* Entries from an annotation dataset
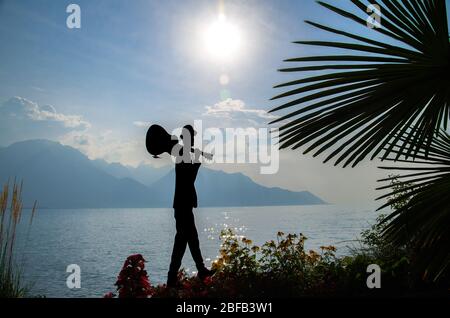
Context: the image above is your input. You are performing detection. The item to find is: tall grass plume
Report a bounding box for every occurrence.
[0,182,36,298]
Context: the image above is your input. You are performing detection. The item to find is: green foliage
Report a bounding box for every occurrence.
[272,0,450,166]
[379,131,450,282]
[0,183,35,298]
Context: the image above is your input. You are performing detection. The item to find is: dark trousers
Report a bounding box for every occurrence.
[169,208,205,276]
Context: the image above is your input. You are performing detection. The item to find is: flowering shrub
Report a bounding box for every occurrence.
[105,229,448,298]
[104,254,153,298]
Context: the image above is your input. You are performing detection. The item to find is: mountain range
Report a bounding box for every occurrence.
[0,140,325,208]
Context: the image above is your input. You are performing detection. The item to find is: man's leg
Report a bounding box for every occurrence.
[186,209,205,271]
[167,210,188,287]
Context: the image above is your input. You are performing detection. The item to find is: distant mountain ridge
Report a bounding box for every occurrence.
[0,140,325,208]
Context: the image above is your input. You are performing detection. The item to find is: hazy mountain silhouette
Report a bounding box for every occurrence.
[0,140,324,208]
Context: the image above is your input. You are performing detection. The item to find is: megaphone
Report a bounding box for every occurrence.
[145,125,178,158]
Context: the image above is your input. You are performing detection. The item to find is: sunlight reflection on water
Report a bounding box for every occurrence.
[14,205,377,297]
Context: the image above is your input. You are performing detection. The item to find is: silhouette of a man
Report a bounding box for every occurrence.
[167,125,213,287]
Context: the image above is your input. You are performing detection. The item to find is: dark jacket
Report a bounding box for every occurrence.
[173,162,200,209]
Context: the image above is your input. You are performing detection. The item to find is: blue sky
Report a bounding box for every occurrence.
[0,0,450,203]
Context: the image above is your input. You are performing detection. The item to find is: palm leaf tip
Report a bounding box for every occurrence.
[380,131,450,281]
[271,0,450,166]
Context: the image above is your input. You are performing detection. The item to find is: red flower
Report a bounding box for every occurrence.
[115,254,153,298]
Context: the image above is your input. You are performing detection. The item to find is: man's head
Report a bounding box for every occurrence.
[181,125,197,147]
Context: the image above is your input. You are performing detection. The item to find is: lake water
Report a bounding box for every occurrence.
[14,205,377,297]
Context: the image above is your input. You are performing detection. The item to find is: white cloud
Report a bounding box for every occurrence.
[0,96,91,129]
[133,121,151,127]
[0,96,91,145]
[58,130,157,166]
[203,98,277,126]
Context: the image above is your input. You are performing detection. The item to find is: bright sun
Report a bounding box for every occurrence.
[203,14,241,60]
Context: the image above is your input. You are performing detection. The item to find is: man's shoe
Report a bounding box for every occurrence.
[198,268,216,281]
[167,273,178,288]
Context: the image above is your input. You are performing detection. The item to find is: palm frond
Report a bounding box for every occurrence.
[379,131,450,280]
[271,0,450,166]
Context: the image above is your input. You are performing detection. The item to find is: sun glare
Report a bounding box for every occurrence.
[203,14,241,60]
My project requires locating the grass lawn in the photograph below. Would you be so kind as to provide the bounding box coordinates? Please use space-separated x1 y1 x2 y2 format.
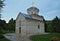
30 33 60 41
0 38 10 41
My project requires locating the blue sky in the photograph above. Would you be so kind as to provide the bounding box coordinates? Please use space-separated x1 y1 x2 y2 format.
2 0 60 22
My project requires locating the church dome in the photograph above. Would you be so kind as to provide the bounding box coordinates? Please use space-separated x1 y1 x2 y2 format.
27 7 39 14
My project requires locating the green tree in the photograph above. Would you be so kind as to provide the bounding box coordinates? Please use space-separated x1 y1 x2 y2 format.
0 19 7 34
52 16 60 32
7 18 15 31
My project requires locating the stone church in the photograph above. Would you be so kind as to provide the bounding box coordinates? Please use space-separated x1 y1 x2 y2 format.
16 7 45 34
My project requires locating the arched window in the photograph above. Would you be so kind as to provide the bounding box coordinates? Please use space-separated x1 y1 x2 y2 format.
38 25 40 29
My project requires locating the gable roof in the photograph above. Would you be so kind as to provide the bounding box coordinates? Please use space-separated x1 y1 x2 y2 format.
16 12 43 21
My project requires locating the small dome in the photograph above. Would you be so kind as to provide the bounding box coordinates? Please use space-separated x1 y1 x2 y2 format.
27 7 39 12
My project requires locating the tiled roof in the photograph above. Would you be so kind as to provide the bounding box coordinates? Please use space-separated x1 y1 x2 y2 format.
23 14 32 18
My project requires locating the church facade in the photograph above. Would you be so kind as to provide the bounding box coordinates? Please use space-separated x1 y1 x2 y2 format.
16 7 45 34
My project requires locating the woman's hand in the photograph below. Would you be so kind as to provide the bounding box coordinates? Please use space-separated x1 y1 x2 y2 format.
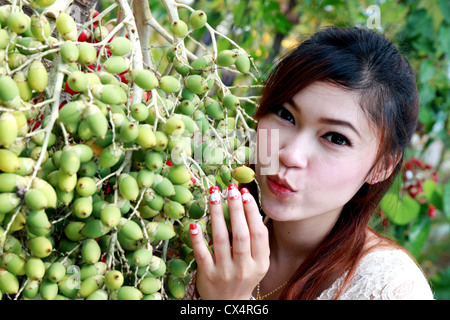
190 183 270 300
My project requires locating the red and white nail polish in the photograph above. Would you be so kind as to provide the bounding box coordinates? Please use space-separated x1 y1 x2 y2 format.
189 223 199 236
209 186 220 204
228 182 239 200
241 188 252 203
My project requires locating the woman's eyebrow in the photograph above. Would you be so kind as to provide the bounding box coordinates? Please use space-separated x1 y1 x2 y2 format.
286 98 361 138
319 118 361 138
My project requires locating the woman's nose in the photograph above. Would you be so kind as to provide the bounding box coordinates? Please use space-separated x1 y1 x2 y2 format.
278 133 311 169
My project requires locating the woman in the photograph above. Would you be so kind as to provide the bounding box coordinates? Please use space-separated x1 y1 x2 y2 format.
185 27 433 299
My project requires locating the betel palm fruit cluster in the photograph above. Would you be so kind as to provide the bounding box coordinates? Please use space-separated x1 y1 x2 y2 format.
0 0 260 300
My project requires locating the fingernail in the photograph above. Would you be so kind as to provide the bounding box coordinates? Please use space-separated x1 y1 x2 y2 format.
228 182 239 200
189 223 198 236
241 188 252 203
209 186 220 204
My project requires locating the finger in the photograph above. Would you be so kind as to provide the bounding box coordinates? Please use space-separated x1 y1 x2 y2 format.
209 186 231 263
228 183 251 263
189 223 214 270
241 188 270 260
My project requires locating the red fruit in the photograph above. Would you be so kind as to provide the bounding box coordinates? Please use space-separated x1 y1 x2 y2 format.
78 30 91 42
92 10 102 27
142 91 152 102
431 171 439 182
428 204 436 218
166 160 173 167
407 185 419 199
64 81 79 95
88 64 102 71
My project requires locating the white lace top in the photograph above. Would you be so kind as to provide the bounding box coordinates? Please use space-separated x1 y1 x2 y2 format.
185 249 433 300
317 249 433 300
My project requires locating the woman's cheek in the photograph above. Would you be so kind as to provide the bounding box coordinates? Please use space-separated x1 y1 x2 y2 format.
254 119 280 175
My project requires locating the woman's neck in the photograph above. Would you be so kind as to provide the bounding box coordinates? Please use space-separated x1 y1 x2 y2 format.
269 213 339 270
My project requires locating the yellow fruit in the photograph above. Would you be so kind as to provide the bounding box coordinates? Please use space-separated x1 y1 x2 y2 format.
119 220 144 241
167 259 188 278
0 149 20 173
100 203 122 228
168 275 186 299
105 270 124 291
109 37 134 56
163 200 185 219
131 69 159 91
117 286 144 300
119 173 139 201
72 197 93 219
167 165 192 184
46 262 66 283
0 76 20 107
28 236 53 258
138 278 161 294
103 56 130 74
64 221 85 241
232 166 255 183
25 257 45 281
30 14 50 41
135 124 156 148
67 71 88 92
25 189 47 211
170 20 188 38
189 10 207 29
13 71 33 101
184 74 208 94
133 248 153 267
81 239 102 264
159 76 180 93
30 0 56 9
28 60 48 92
234 54 250 74
0 269 19 294
59 150 81 174
39 279 58 300
153 174 175 197
84 104 109 139
6 11 31 33
56 12 78 41
77 40 97 66
165 115 185 136
216 49 237 67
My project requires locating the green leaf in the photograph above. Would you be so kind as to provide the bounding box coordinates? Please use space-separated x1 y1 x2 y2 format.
423 180 443 211
442 181 450 219
233 1 247 27
408 212 432 257
419 59 436 83
438 23 450 56
380 193 421 225
438 0 450 23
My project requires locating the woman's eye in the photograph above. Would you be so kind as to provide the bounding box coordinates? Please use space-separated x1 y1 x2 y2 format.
275 106 294 123
324 132 351 146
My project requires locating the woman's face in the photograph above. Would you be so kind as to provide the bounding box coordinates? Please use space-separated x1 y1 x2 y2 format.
255 82 379 221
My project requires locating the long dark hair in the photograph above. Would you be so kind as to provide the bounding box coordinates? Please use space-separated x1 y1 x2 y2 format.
242 27 419 299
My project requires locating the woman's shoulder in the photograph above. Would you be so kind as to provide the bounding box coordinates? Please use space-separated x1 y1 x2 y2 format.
320 247 433 300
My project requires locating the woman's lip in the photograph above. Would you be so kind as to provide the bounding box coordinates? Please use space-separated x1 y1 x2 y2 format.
267 178 294 197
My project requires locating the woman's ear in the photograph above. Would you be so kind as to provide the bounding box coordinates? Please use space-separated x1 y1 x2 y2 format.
365 154 403 184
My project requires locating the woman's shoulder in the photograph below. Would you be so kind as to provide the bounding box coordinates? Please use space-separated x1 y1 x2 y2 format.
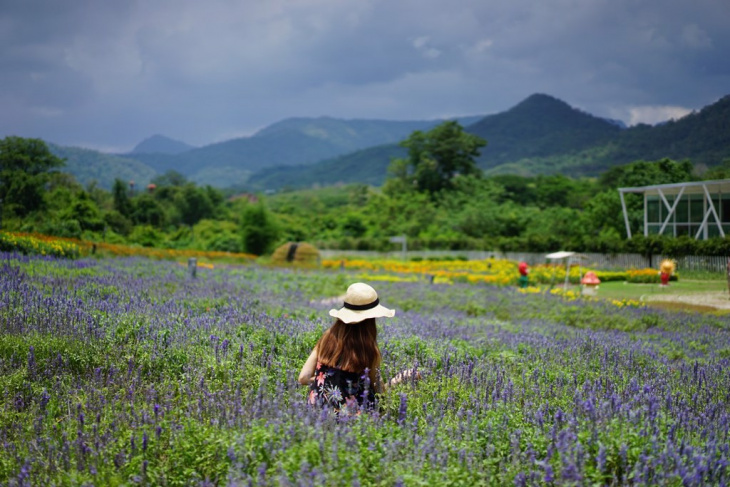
316 362 363 378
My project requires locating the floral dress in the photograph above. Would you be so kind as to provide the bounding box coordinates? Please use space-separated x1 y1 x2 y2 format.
309 362 375 414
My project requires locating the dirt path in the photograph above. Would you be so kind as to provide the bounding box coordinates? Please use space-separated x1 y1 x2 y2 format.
641 291 730 310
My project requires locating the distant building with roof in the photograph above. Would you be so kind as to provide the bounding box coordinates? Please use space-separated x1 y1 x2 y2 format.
618 179 730 240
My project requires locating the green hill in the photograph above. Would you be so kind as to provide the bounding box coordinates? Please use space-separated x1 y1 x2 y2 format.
131 135 195 154
250 94 730 189
114 117 479 187
467 94 621 169
48 144 157 189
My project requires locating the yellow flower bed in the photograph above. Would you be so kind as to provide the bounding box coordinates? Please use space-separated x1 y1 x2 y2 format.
0 232 81 258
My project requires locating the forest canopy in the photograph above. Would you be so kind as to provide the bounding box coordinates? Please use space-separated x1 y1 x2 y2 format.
0 127 730 260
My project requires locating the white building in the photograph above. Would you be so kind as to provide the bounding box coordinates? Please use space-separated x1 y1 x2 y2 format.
618 179 730 240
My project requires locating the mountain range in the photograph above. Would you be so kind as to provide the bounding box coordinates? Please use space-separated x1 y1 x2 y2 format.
51 94 730 190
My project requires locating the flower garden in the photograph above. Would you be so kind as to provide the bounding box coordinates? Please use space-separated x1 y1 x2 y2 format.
0 248 730 485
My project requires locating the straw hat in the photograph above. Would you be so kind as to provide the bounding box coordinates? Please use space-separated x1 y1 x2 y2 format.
330 282 395 323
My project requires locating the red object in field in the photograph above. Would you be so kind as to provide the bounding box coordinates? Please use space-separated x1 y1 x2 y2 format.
659 272 669 286
580 271 601 286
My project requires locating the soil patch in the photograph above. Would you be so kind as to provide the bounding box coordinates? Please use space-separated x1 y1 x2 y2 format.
641 291 730 311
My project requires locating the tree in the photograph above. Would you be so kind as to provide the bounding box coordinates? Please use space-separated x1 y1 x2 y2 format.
177 183 214 225
241 202 278 255
390 121 487 195
599 158 694 188
0 136 64 217
112 178 134 218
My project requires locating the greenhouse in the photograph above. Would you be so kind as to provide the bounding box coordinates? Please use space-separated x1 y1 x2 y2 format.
618 179 730 240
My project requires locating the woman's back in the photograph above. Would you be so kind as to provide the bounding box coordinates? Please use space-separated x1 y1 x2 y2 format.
309 362 375 414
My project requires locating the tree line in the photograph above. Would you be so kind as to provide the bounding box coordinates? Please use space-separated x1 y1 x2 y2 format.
0 127 730 256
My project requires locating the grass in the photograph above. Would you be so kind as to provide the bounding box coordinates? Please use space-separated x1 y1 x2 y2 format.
598 279 728 299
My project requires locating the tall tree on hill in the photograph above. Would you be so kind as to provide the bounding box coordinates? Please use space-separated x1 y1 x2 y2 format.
0 136 64 217
241 202 278 255
390 120 487 195
112 178 134 218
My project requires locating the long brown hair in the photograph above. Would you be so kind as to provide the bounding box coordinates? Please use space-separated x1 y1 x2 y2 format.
317 318 381 381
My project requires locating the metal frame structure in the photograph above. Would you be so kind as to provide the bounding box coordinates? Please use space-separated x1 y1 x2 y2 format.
618 179 730 239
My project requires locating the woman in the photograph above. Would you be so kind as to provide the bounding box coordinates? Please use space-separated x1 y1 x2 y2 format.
299 282 411 413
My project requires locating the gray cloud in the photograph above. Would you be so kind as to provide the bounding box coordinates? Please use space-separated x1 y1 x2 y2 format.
0 0 730 149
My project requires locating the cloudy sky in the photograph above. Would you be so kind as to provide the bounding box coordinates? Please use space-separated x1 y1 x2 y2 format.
0 0 730 151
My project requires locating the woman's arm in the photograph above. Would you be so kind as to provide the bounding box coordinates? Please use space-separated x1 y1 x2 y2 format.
299 347 317 386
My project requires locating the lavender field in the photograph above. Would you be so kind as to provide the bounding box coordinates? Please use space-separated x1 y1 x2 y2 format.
0 254 730 485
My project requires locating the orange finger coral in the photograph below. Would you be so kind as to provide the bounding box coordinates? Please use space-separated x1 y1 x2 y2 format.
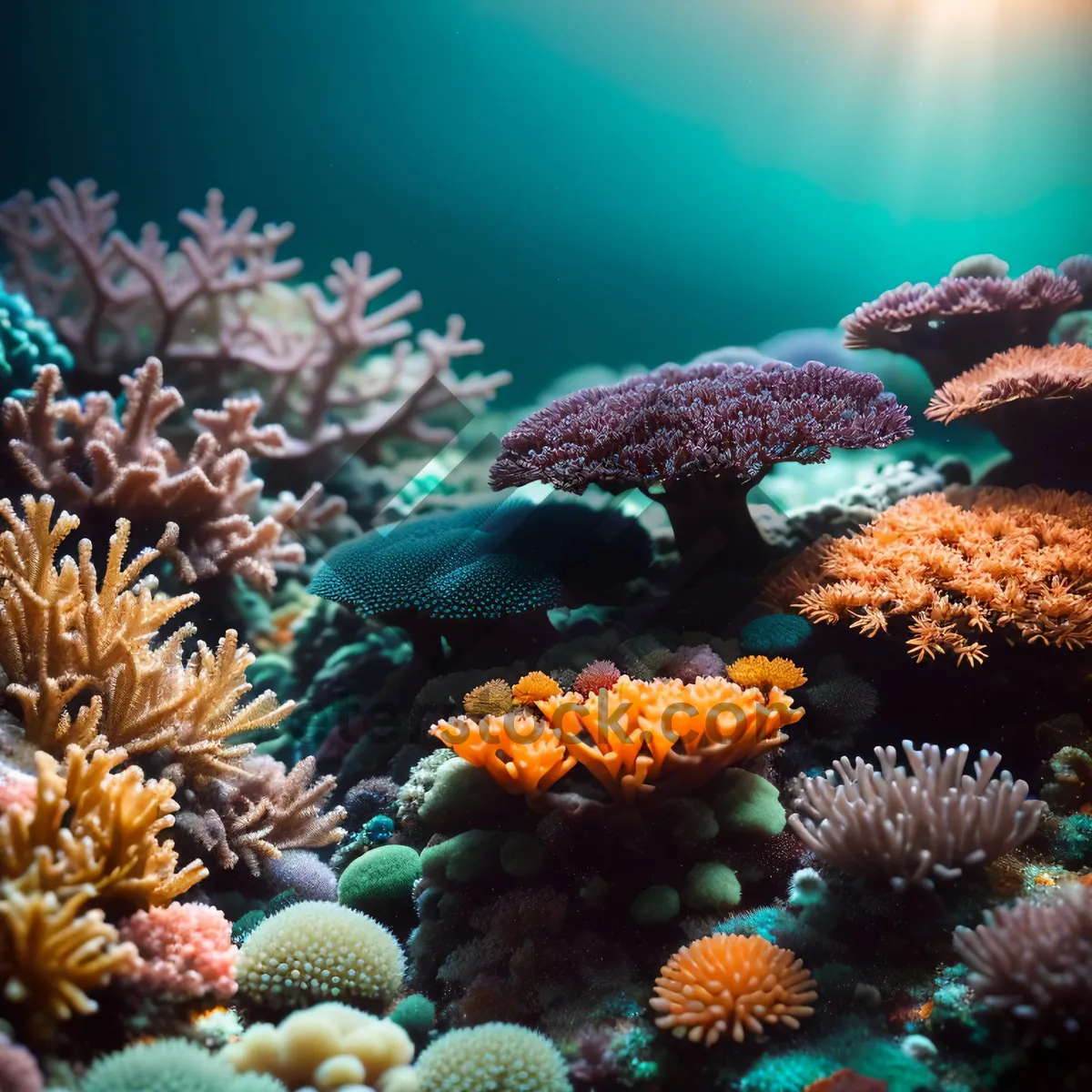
0 746 207 908
649 933 817 1046
0 497 291 780
783 486 1092 666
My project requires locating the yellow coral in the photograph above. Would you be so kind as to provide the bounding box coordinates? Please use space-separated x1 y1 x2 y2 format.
431 675 804 804
0 497 291 780
512 672 561 705
463 679 512 716
0 884 136 1020
727 656 808 693
0 744 207 910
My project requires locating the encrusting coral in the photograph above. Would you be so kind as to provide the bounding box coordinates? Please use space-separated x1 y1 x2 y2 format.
649 933 818 1046
0 496 291 780
782 486 1092 666
430 675 804 804
490 360 911 557
2 357 305 591
788 741 1045 890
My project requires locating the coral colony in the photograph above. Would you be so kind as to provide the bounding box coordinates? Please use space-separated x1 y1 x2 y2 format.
0 181 1092 1092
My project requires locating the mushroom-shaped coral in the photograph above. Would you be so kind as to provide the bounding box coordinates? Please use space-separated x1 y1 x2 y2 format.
726 656 808 693
925 345 1092 490
788 741 1045 890
236 902 405 1010
842 263 1083 386
649 933 818 1046
219 1001 414 1092
490 360 911 559
782 486 1092 666
414 1023 572 1092
952 885 1092 1031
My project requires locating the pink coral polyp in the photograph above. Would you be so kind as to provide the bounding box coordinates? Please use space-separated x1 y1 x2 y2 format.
121 902 239 997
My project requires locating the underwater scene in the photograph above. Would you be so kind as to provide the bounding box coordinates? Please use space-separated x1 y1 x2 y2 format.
0 0 1092 1092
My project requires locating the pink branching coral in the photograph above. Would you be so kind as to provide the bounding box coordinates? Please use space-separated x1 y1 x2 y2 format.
4 357 305 589
120 902 239 997
842 258 1083 386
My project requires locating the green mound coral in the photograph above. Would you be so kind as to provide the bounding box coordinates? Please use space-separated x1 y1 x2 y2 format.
338 845 420 917
0 283 72 395
80 1038 285 1092
236 902 405 1010
416 1023 572 1092
309 500 652 621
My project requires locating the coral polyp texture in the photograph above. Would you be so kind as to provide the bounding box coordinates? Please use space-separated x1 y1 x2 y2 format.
430 675 804 804
952 885 1092 1032
782 487 1092 666
788 741 1045 890
649 933 818 1046
842 263 1083 386
490 360 911 551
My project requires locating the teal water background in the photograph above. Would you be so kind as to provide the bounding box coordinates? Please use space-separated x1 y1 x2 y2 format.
0 0 1092 397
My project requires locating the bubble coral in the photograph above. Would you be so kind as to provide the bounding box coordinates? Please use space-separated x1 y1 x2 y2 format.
236 902 405 1010
414 1022 572 1092
842 266 1083 386
463 679 512 716
572 660 622 697
490 360 911 559
219 1001 414 1092
120 902 239 998
952 885 1092 1032
649 933 818 1046
512 672 561 705
727 656 808 693
788 741 1045 890
783 486 1092 666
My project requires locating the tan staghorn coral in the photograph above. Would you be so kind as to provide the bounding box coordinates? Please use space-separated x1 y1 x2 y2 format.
0 746 208 910
4 357 305 589
0 884 136 1021
782 486 1092 666
0 496 291 780
179 754 346 875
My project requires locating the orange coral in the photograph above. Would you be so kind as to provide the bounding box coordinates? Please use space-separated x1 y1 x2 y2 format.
512 672 561 705
726 656 808 693
463 679 512 716
649 933 817 1046
0 746 208 908
0 496 291 780
0 884 136 1020
925 344 1092 425
431 675 804 804
785 486 1092 666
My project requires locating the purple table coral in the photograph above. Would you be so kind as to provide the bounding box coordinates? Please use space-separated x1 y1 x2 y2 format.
490 360 911 561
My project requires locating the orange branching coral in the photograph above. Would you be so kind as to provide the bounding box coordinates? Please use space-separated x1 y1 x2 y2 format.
0 496 291 779
432 675 804 804
463 679 512 716
925 345 1092 425
430 713 577 795
794 486 1092 666
0 884 136 1020
649 933 817 1046
0 746 208 910
2 357 304 589
512 672 561 705
727 656 808 693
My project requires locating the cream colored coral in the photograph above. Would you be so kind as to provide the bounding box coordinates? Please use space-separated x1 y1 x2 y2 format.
222 1001 414 1092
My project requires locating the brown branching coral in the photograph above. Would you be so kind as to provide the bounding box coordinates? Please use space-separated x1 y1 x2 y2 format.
788 741 1045 890
0 497 291 779
4 357 304 589
0 884 136 1020
0 746 207 910
179 754 346 875
782 487 1092 666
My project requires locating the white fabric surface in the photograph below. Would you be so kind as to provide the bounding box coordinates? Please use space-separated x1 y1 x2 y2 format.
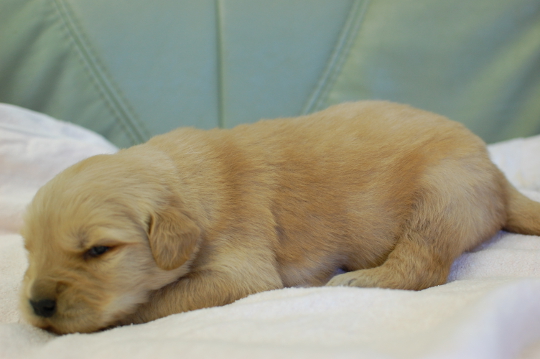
0 105 540 359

* Requirement
Count the lines in the material above that contain the string "long". Reply with the number alone.

* The completed task
2